THE TASK: Return each line in the records below that contains the string "carries". The match is case-sensitive.

----

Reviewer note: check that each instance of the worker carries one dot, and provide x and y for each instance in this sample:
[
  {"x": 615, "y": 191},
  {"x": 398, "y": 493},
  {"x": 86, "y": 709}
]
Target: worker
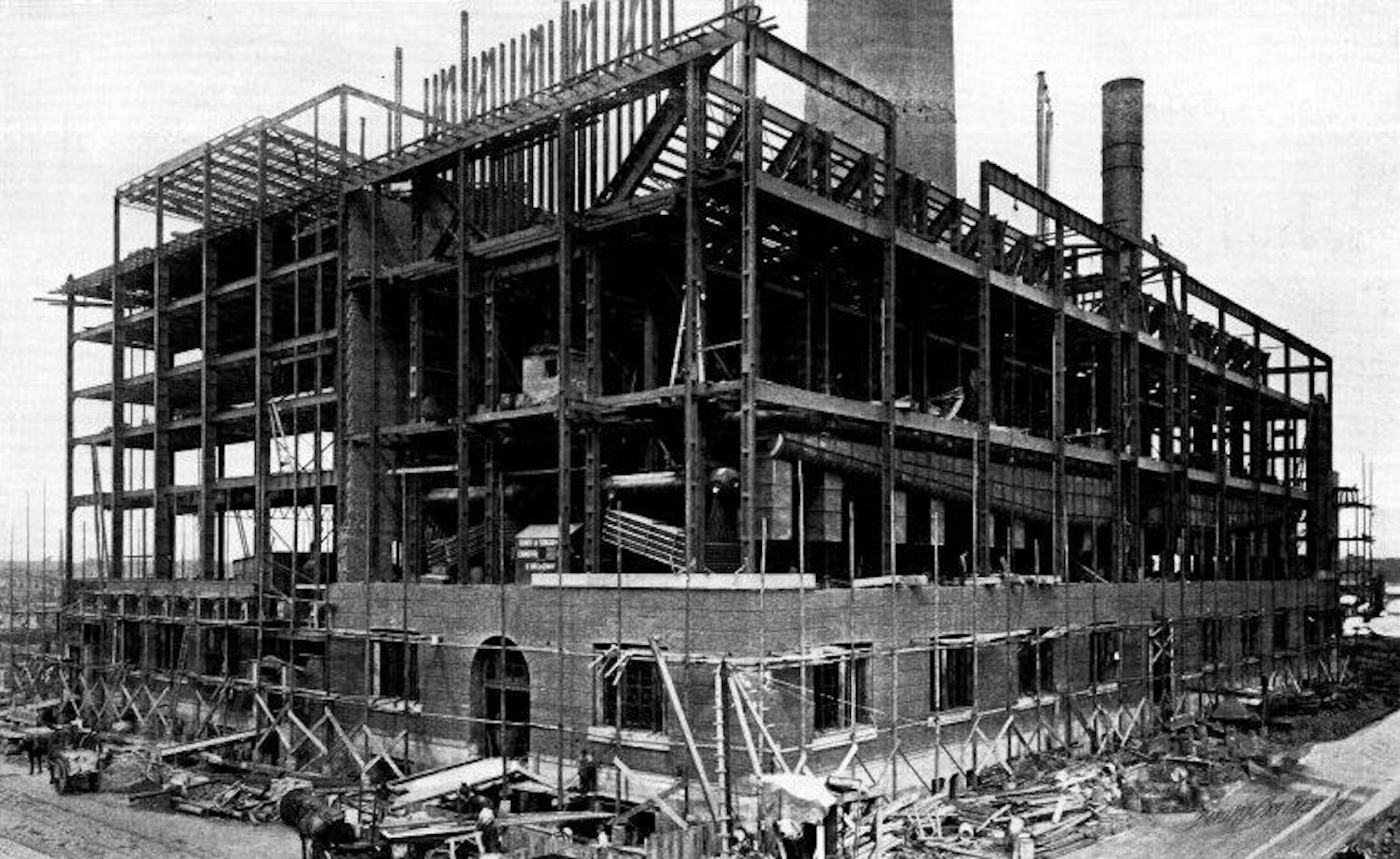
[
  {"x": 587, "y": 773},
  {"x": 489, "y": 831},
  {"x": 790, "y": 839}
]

----

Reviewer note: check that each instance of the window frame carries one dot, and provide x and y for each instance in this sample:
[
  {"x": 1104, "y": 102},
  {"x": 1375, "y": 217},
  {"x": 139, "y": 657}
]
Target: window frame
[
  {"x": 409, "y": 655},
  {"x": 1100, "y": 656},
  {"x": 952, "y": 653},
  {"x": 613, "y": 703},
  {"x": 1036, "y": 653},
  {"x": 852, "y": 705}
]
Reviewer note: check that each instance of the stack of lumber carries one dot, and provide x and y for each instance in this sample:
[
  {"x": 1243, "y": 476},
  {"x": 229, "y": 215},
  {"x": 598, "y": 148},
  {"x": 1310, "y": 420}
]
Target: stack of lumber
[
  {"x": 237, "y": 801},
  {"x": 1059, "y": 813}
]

----

SOLUTION:
Reviewer note: check that each instance of the worker carries one dot, and provide x and y for each instance in this sample:
Reviewer note: check that each instance of the window frame carries one dot, and provide x and y for each instance in this sample:
Reviewer note: check that each instance of the stack of lumber carries one dot, and provide x and y for each instance in this sample:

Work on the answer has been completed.